## Natural language region descriptions
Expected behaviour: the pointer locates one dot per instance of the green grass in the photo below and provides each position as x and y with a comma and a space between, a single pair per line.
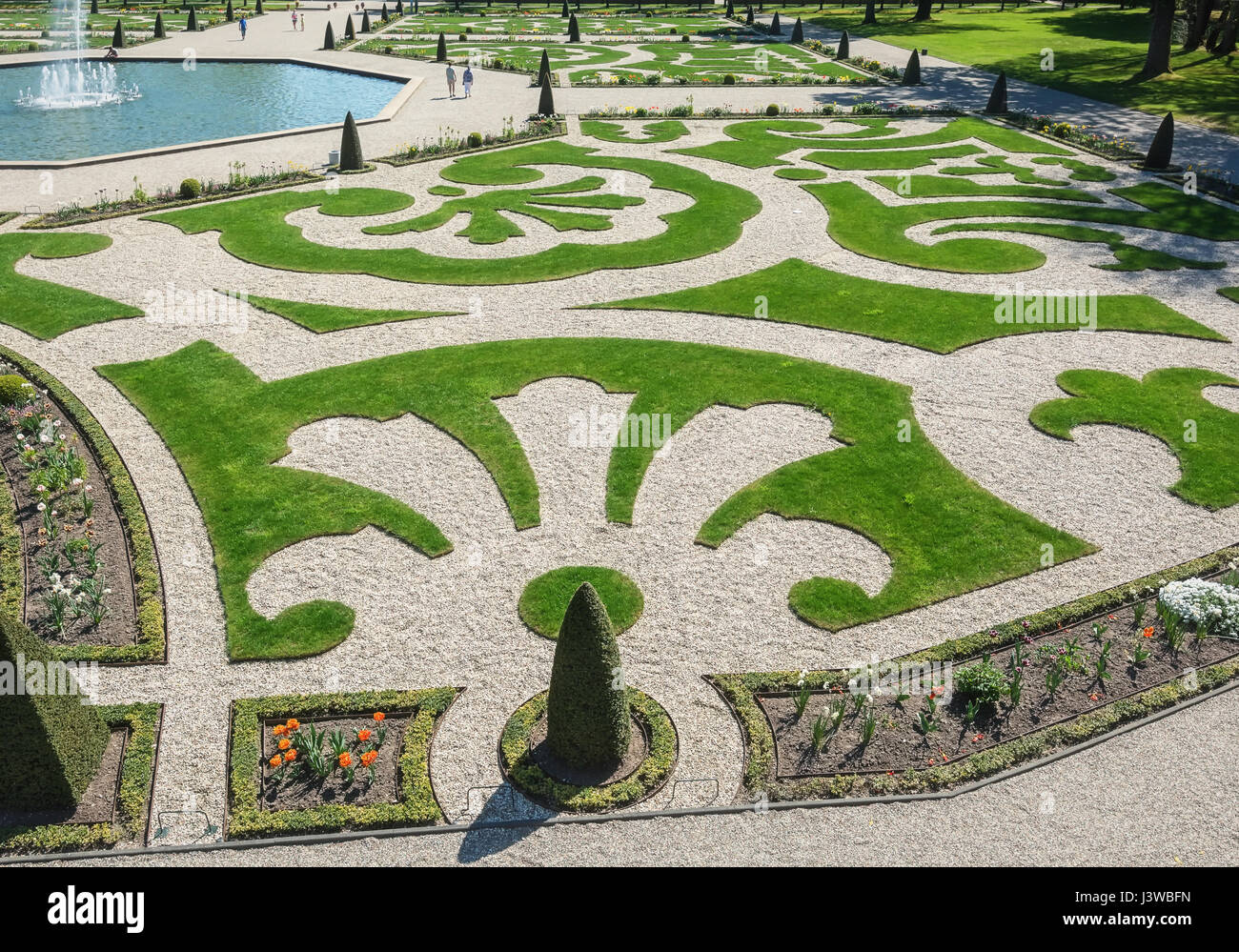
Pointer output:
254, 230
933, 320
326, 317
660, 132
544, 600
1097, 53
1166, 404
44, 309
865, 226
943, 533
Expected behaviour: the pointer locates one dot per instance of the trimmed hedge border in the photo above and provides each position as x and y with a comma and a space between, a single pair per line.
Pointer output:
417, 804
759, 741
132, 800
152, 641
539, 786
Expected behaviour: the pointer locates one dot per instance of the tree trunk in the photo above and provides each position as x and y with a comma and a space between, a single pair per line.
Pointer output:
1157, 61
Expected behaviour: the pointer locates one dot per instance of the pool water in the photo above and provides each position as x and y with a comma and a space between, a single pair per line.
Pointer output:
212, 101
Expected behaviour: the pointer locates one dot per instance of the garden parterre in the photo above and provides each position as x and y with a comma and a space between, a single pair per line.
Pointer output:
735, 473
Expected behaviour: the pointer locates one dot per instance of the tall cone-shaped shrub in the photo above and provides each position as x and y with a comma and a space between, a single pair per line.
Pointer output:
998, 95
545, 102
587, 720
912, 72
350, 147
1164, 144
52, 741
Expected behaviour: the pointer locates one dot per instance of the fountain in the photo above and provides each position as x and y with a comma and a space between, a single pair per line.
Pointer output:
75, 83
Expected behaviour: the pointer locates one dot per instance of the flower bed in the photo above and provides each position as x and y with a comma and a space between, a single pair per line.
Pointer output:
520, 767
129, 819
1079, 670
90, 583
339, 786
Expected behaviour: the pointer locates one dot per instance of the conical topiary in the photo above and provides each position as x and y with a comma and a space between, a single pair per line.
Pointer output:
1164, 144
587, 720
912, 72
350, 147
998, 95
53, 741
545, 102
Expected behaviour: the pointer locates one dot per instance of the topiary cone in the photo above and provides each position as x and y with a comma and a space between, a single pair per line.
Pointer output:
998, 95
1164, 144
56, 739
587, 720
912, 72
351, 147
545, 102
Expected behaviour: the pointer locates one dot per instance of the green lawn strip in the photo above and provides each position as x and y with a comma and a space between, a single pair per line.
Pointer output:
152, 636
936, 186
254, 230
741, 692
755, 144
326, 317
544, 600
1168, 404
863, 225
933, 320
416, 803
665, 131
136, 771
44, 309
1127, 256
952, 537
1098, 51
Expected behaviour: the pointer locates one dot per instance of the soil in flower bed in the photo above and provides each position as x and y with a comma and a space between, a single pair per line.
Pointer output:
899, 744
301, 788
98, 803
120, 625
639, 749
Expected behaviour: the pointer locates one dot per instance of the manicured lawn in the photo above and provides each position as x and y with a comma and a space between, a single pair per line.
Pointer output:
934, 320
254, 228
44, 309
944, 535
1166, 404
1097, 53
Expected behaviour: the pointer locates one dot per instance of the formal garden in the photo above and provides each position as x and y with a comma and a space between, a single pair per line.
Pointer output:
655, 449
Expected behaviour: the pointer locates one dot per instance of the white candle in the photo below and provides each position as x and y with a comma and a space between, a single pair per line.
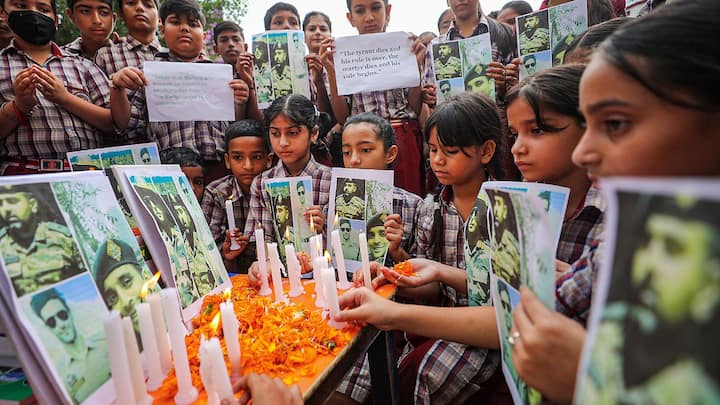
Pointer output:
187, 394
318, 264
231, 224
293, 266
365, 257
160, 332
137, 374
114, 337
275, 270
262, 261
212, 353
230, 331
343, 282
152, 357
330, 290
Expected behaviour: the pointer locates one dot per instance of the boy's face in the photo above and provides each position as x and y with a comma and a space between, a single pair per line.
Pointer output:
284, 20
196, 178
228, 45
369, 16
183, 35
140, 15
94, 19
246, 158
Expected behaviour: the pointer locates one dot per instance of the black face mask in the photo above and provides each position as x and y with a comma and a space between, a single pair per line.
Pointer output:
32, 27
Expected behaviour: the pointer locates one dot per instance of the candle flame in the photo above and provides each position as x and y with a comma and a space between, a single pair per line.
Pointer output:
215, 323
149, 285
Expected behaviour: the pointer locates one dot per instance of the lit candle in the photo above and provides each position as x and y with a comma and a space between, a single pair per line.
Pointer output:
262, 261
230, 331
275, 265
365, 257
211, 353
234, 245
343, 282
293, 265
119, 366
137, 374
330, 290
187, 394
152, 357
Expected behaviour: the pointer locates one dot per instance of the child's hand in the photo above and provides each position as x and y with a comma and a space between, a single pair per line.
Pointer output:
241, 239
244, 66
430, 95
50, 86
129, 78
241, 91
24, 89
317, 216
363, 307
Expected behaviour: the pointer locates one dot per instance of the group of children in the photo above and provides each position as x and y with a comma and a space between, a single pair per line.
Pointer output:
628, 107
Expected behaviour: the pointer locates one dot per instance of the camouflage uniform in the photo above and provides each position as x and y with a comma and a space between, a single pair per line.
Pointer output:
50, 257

## PROBLEM
Could you write out the records exactly while omitting every picture?

## SOLUTION TO THE PROBLEM
Expected behaviour: the pointer locates one dot per instance of the green grass in the photo below and provides each position as x and y with a comma and a space between, a single pair per line.
Pointer output:
254, 230
933, 320
326, 317
660, 132
544, 600
1097, 53
1166, 404
44, 309
865, 226
943, 533
Expected behaviour: the pointer locates one dot per instance of the trimmed hedge border in the photo above and provides each position as x and y with a comma and a space between, a single pair per line.
Pointer output:
417, 804
759, 741
132, 800
152, 641
539, 786
Expected behaviour: the pointer locates one dot per instance of the tree trunk in the photo above and provides each position as x and y with a comma and a space between, a single pair per line.
Pointer output:
1157, 61
Expected behaviour: the pointer locates one dot per instance of the pool water in the photo above and provides each position as x and y with a comma and a space between, a single pair per line.
Pointer output:
212, 101
Expected behaviour: the pointer locates one dot per instance of the garden parterre in the photo above and provides each position as x and y with a comma and a space between, a single pair per line.
Pointer output:
735, 473
Expected behaviour: the pointer locates one dot per instance of the tall cone-shaped shrub in the photo above and provides each position as x and y with a comma and a space between, a single pair per line.
Pointer output:
998, 95
545, 102
587, 720
912, 72
350, 147
1164, 144
52, 741
Expected behaviour: the pointer locates one dot per instance of the fountain in the photo above and provides each position as x and y with a comma and a space between, a single pair per line.
Pointer output:
75, 83
Expected behaviour: the pointer locates one dot per instance of the flower bed in the photo above and provides each position as x and y with a comma and a space between, a single pair per line.
Pointer output:
520, 767
129, 819
1079, 670
90, 583
339, 786
Expected behaviour: the pointer locates one dot per instance of the conical topiary in the photo above and provides each position as x and y with a comma and a space between, a single pair per line.
Pointer output:
1164, 144
587, 720
912, 72
350, 147
998, 95
53, 741
545, 102
Expected behaviour: the pointer locates one dot per instance of the topiary cone in the photo above and provides each position as x and y with a comma and a space between, a single pair per line.
Pointer output:
998, 95
1164, 144
56, 739
587, 720
912, 72
351, 147
545, 102
Expected behaviour: the pointer locates one dot per instance of the green lawn strip in the photo above and provides each position as x and y with a comma and a space between, a single pair per line.
Pointer output:
152, 636
936, 186
254, 230
741, 692
755, 144
326, 317
544, 600
1168, 404
863, 225
933, 320
416, 803
665, 131
136, 771
44, 309
1127, 256
952, 537
1098, 51
Expected behaviour: the pointer locates one dot per instance of the soil in flower bed in the photo above and provides each position as x and y with a comma and a space between, a single pair per line.
Pointer output:
899, 744
301, 788
98, 803
120, 625
639, 749
Expected behaviour: the pointer locates one dot per instance of the manicured lawn in the photo above and provides each position as x and y with a comma and a space between, a single pair per line.
Pointer output:
934, 320
254, 228
44, 309
944, 535
1166, 404
1097, 53
Expected behaviour: the pointer locates one dot per instance of the formal garden in the photo above and provides each position as x and y with a comma and a space between, a single pair per line.
Pointer output:
655, 449
Expected behaviour: the pointer locates one dot per instance of the white candle in the photo below and provides each position as x and y with a comma and a space between, a single pair per line.
Pointer output:
187, 394
318, 264
231, 224
293, 266
365, 257
160, 332
137, 374
114, 337
275, 270
262, 261
212, 353
230, 331
343, 282
152, 357
330, 290
Expected behaviour: the pointer locates one dot per instance of the boy's face in the photo above and provides each position as x and y with a comma and a space between, a single pair per line.
Pointer output:
284, 20
196, 178
228, 45
369, 16
183, 35
140, 15
94, 19
246, 158
Expected behaviour: the pointer locates one dot per instance of the black face mask in the photo above and provides each position as x and y with a comma and a space between, a single pair per line.
Pointer output:
32, 27
Expected behaviour: the pointer locates one dot per instance of the candle flame in the photo above and provides each position as x and y with a comma and a space between, a single pair per line.
Pointer output:
215, 323
149, 285
Expected behaviour: the pointer locates one dot per instance of the lit candle in the photo above and provides each position as x and y with a comma and a space between, a single pair per line.
Pointer output:
262, 261
230, 331
275, 265
365, 257
211, 353
234, 245
343, 282
293, 265
119, 366
137, 374
330, 290
187, 394
152, 357
Expected behaviour: the pointer locates one dot per instance of the child's hand in the photo above and provides each position as x and y with a comma and a space between, a single pair per line.
Pointer output:
241, 239
244, 66
430, 95
50, 86
129, 78
241, 91
24, 89
317, 216
363, 307
Expected behaviour: the pointer locates one dot per instance of the group of children in the photo above and provides each position as x and y with a comma and a space between, a single pair per line.
Pointer output:
628, 107
Expected behaviour: the pointer locates one dot per instance of the camouflage uniform in the photo above and provides each position as x and y with a comma and a space between, a single pair per line.
Pointer output:
50, 257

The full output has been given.